Stored dataset items:
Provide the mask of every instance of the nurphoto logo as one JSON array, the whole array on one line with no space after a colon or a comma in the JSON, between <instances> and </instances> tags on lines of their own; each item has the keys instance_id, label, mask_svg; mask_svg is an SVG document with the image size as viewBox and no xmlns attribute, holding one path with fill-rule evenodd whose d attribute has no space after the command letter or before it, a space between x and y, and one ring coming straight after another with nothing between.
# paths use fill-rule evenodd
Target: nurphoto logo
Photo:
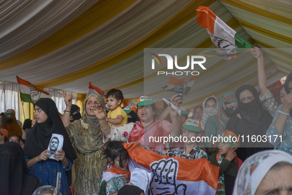
<instances>
[{"instance_id":1,"label":"nurphoto logo","mask_svg":"<svg viewBox=\"0 0 292 195\"><path fill-rule=\"evenodd\" d=\"M165 56L167 58L167 70L173 70L173 58L170 55L167 54L159 54L156 55L153 53L150 53L151 55L150 56L153 57L152 59L152 69L155 69L155 61L158 65L162 65L162 61L159 56ZM207 70L202 64L206 62L206 58L200 55L191 55L191 69L194 70L195 65L199 65L203 70ZM203 60L197 61L198 59L201 59ZM190 66L190 56L187 56L187 64L184 66L179 66L177 64L177 55L174 55L174 66L175 68L178 70L186 70L189 68ZM192 75L199 75L200 73L198 71L157 71L157 75L182 75L183 74Z\"/></svg>"}]
</instances>

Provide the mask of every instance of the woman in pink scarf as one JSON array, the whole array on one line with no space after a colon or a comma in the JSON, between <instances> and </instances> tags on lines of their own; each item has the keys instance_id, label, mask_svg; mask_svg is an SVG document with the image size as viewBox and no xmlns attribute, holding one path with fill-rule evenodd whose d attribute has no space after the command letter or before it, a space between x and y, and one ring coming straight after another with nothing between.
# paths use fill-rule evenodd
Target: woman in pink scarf
<instances>
[{"instance_id":1,"label":"woman in pink scarf","mask_svg":"<svg viewBox=\"0 0 292 195\"><path fill-rule=\"evenodd\" d=\"M171 100L173 103L178 105L173 99ZM104 136L104 143L110 140L127 142L128 143L139 142L149 147L159 150L166 147L163 137L169 138L171 132L173 137L179 137L181 135L181 130L177 112L170 106L168 109L172 124L165 120L155 118L154 101L149 97L141 97L138 99L137 105L140 121L135 123L126 123L117 128L110 128L105 120L105 110L102 108L96 107L94 112Z\"/></svg>"}]
</instances>

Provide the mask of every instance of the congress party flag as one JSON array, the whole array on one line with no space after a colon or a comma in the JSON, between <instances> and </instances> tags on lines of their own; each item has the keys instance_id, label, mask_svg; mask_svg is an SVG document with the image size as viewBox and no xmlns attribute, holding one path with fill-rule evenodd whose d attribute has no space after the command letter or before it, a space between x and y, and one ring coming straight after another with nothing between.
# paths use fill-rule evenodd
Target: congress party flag
<instances>
[{"instance_id":1,"label":"congress party flag","mask_svg":"<svg viewBox=\"0 0 292 195\"><path fill-rule=\"evenodd\" d=\"M175 85L179 85L183 87L183 94L187 94L194 84L194 83L195 83L196 78L196 77L195 75L192 76L191 78L181 79L170 77L169 77L167 86L164 87L162 88L167 91L174 92Z\"/></svg>"},{"instance_id":2,"label":"congress party flag","mask_svg":"<svg viewBox=\"0 0 292 195\"><path fill-rule=\"evenodd\" d=\"M136 145L124 143L136 168L152 173L151 195L215 195L219 167L207 159L189 160L160 155Z\"/></svg>"},{"instance_id":3,"label":"congress party flag","mask_svg":"<svg viewBox=\"0 0 292 195\"><path fill-rule=\"evenodd\" d=\"M99 94L103 98L105 98L105 96L106 96L106 92L92 85L91 82L89 82L89 85L87 91L87 96L88 96L90 94ZM125 100L125 98L123 99L122 103L124 105L124 106L128 105L126 102Z\"/></svg>"},{"instance_id":4,"label":"congress party flag","mask_svg":"<svg viewBox=\"0 0 292 195\"><path fill-rule=\"evenodd\" d=\"M223 52L227 55L225 56L226 59L236 58L236 55L228 55L237 53L237 48L253 48L250 42L224 23L209 7L200 6L196 10L197 22L207 31L215 46L220 49L221 51L218 53ZM210 55L215 52L213 51L212 53Z\"/></svg>"},{"instance_id":5,"label":"congress party flag","mask_svg":"<svg viewBox=\"0 0 292 195\"><path fill-rule=\"evenodd\" d=\"M34 86L28 81L21 79L16 76L17 83L19 87L20 99L26 102L35 103L42 98L51 98L51 96L47 92Z\"/></svg>"}]
</instances>

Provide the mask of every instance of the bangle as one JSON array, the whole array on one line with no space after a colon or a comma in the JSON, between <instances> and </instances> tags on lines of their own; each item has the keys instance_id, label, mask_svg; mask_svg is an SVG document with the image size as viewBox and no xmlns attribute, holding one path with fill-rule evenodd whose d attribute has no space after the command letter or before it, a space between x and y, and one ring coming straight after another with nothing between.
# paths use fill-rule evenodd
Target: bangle
<instances>
[{"instance_id":1,"label":"bangle","mask_svg":"<svg viewBox=\"0 0 292 195\"><path fill-rule=\"evenodd\" d=\"M67 113L67 114L71 114L71 112L70 112L70 111L64 110L64 112Z\"/></svg>"},{"instance_id":2,"label":"bangle","mask_svg":"<svg viewBox=\"0 0 292 195\"><path fill-rule=\"evenodd\" d=\"M109 126L108 126L108 127L107 127L106 129L102 129L100 128L100 130L101 131L105 131L105 130L107 130L109 128Z\"/></svg>"},{"instance_id":3,"label":"bangle","mask_svg":"<svg viewBox=\"0 0 292 195\"><path fill-rule=\"evenodd\" d=\"M288 116L289 116L289 115L290 115L290 113L285 113L285 112L282 112L282 111L281 111L281 110L279 110L279 112L281 113L281 114L285 114L285 115L288 115Z\"/></svg>"}]
</instances>

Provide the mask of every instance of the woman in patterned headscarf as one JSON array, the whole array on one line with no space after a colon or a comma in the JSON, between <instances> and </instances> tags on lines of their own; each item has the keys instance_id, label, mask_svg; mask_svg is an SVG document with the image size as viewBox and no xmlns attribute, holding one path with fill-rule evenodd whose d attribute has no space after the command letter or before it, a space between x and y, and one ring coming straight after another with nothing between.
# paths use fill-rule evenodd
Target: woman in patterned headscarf
<instances>
[{"instance_id":1,"label":"woman in patterned headscarf","mask_svg":"<svg viewBox=\"0 0 292 195\"><path fill-rule=\"evenodd\" d=\"M230 117L237 114L237 100L234 93L225 93L220 99L218 113L208 118L205 126L205 135L209 138L211 135L218 137L225 130L226 123ZM219 143L210 146L206 143L207 147L217 147ZM214 148L213 148L214 149Z\"/></svg>"},{"instance_id":2,"label":"woman in patterned headscarf","mask_svg":"<svg viewBox=\"0 0 292 195\"><path fill-rule=\"evenodd\" d=\"M66 108L63 122L78 157L72 167L72 184L78 195L98 195L102 172L106 170L106 160L102 154L103 135L99 122L93 109L96 105L105 108L104 100L97 94L87 96L83 106L82 117L69 124L72 105L71 94L64 93Z\"/></svg>"},{"instance_id":3,"label":"woman in patterned headscarf","mask_svg":"<svg viewBox=\"0 0 292 195\"><path fill-rule=\"evenodd\" d=\"M200 121L202 129L205 132L205 125L209 116L217 114L218 112L218 101L216 97L212 96L207 98L203 102L203 116Z\"/></svg>"},{"instance_id":4,"label":"woman in patterned headscarf","mask_svg":"<svg viewBox=\"0 0 292 195\"><path fill-rule=\"evenodd\" d=\"M292 162L292 156L279 150L266 150L252 155L239 169L233 195L290 194Z\"/></svg>"}]
</instances>

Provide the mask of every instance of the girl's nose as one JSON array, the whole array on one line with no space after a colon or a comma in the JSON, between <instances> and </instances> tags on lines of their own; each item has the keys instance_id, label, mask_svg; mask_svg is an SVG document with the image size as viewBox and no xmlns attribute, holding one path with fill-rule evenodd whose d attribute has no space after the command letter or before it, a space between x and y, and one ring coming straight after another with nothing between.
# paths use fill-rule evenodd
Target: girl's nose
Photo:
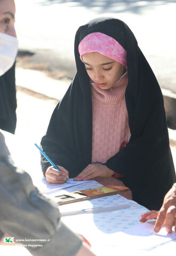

WHAT THE EXERCISE ASKS - Count the lines in the listing above that contain the string "Target", treating uppercase and lowercase as different. Reply with the number alone.

THE OUTPUT - 6